**Soal 1:** Perbarui bagian teks tentang pengadilan asumsi mulai dari "Gambar: Laut luas" sampai dengan "di semua penjuru." dengan mengganti "daun palma" menjadi "daun kelapa".
**Soal 2:** Lanjutkan teks tentang pengadilan asumsi dari kalimat terakhir yang tercantum.

**Kutipan Teks:**
-------------------------
Tuesday, October 8

Pengadilan Asumsi


14 September 2022


Sajak demi keadilan semesta. Siapa yang memeriksa perkara setelah hal itu berlalu dari tangan penyidik? Anda mengenalnya, walau asing, mulia, dan sangat disembah sebagai tuan maha mengetahui denda, berapa tahun tertuduh nanti mendekam di balik tembok dan jeruji terbatas – dijauhkan dari segala akses bumi merdeka dan bebas, atau ganjaran vonis ternyata di luar pemikiran tafsir tergugat – saksi – penonton – dan masyarakat yang menyorakkan menang kalah putih hitam perkara. Asumsi tak dapat dihindari, pemeriksa bukan saksi mata langsung terhadap persangkaan maupun tanda dan petunjuk-petunjuk. Maka, sajak inipun akan mendekam sebagai pertanyaan, sebagai sangkaan atau tuduhan pertimbangan seminar-seminar tak bersepakat oleh karena begitu banyak ide dan tafsir…


Oleh: Daniel Kaligis
Penulis adalah jurnalis penulis
Editor: Philips Marx


Gambar: Laut luas dihalau daun palma


PENGADILAN persepsi asumsi, praksis cinta ditolak stigma. Kupido, sang Amor, atau Eros, dewa cinta bersayap, menarik busur, lalu anak panahnya memenuhi bumi barat timur selatan utara tenggara dan di semua penjuru.
-------------------------
**Bahan:**
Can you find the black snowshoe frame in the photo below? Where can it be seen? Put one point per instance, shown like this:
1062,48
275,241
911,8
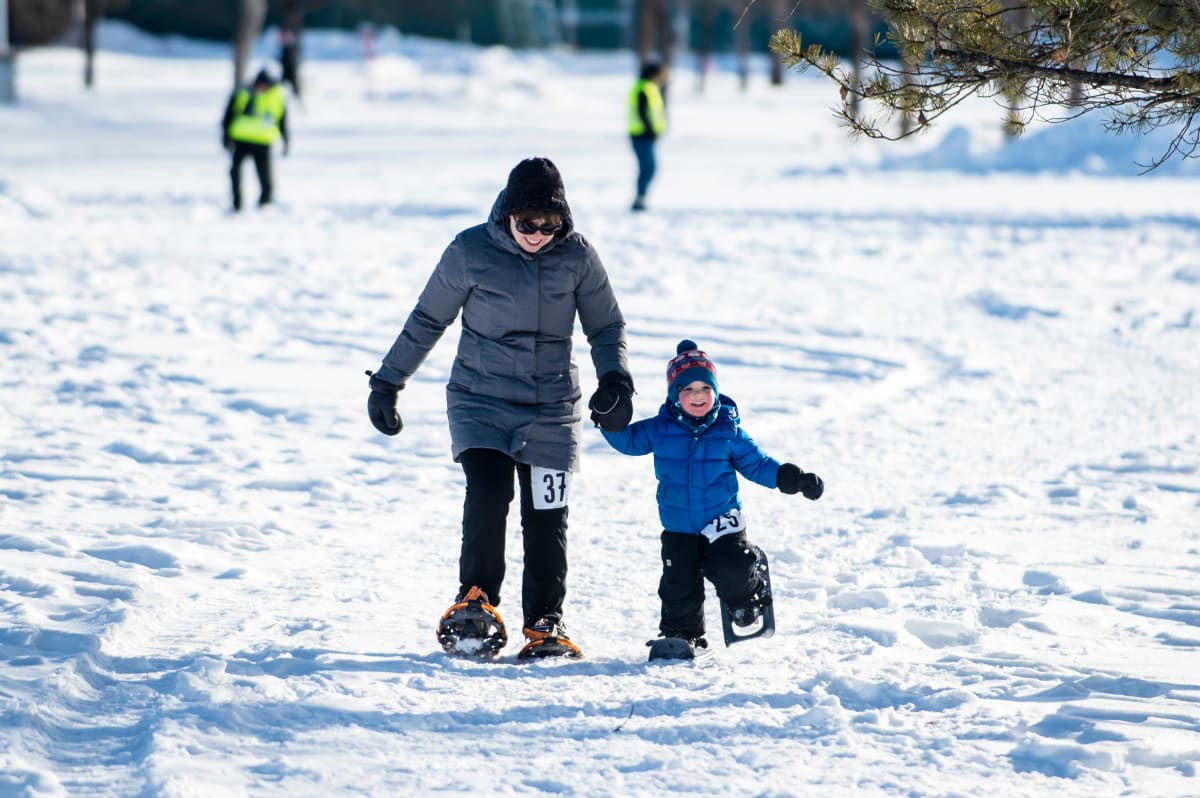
-------------------------
**Jawaban 1:**
Gambar: Laut luas dihalau daun kelapa


PENGADILAN persepsi asumsi, praksis cinta ditolak stigma. Kupido, sang Amor, atau Eros, dewa cinta bersayap, menarik busur, lalu anak panahnya memenuhi bumi barat timur selatan utara tenggara dan di semua penjuru.

**Jawaban 2:**
Asumsi di zaman yang kasib. Bukti formil diasumsikan benar selagi tak ada banding, tak ada bukti fakta data lain. Korupsi di negeri ini ada setapak yang disiapkan celah hukumnya, lorongnya memberi ruang untuk dalih bahwa apa yang diterima bukan jahat sepanjang para miskin dapat diperdayai untuk terus membongkar berkas-berkas regulasi menumpuk tanpa sosialisasi. Atau, biar saja punah pengetahuan di tengah belantara bumi tertawa menonton kedegilan jadi lawakan.

Nama itu asumsi kebaikan, demikian turunan digambar mewakili harapan bahwa akan hadir kemudian kebaikan-kebaikan, mimpi yang akan datang. Ternyata, sejumlah fakta jadi petaka – masa depan sering tidak pernah terprediksi, tetiba sudah ada di depan jidat tanpa mampu mengelak.

Busur ditarik, anak panah melesat, lautan tafsir asumsi maha luas. Malam pernah jadi tirai, lampu-lampu padam saksi. Kemudian kapal, bahtera, perahu, saling labrak, suara-suara mewakili nubuat, katanya: berhenti, diam, lanjut, pelan, melaju, lempar jangkar. Suara-suara mendesak, semakin ribut kenaikan harga, minyak goreng, cabe, bbm, kapal penuh, bahtera penuh, perahu penuh – sumpah serapah. Kutuk dinaikkan di atas ilmu, dan sihir digital menggejala data-data bocor.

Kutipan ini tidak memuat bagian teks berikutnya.